*** Input data ***
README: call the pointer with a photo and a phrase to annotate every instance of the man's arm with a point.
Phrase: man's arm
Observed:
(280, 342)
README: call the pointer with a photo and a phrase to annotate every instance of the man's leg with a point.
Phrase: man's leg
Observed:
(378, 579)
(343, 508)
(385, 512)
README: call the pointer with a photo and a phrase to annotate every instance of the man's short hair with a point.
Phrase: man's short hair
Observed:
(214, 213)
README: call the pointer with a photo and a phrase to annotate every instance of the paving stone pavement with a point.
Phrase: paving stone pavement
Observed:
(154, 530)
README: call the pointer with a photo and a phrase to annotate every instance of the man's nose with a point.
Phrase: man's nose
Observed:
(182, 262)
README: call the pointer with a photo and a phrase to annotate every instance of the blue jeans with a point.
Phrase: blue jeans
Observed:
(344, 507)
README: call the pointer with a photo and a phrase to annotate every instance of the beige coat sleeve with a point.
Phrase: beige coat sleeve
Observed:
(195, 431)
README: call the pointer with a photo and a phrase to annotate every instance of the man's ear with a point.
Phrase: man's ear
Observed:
***
▸ **Action item**: In the records, locate each line holding the string "instance" and copy it.

▸ **Completed exercise**:
README: call the pointer with a photo and a phrase to annotate every instance of the man's arm with a point.
README: call the pointer with a photo and a phrase to annotate every instance of the man's leg with a point.
README: call the pointer with a photo and a phrase to annotate every instance of the man's short hair with a point.
README: call the pointer with a photo and a phrase to annotate every instance of the paving stone pavement with a point.
README: call the pointer with a photo and a phrase to annotate every instance of the man's nose with a point.
README: call the pointer with a photo and a phrase to annotate every instance of the blue jeans with a point.
README: call the pointer with a photo and a phrase to annotate every instance of the beige coat sleeve with a point.
README: call the pointer with a photo and a phrase to annotate every instance of the man's ear with a point.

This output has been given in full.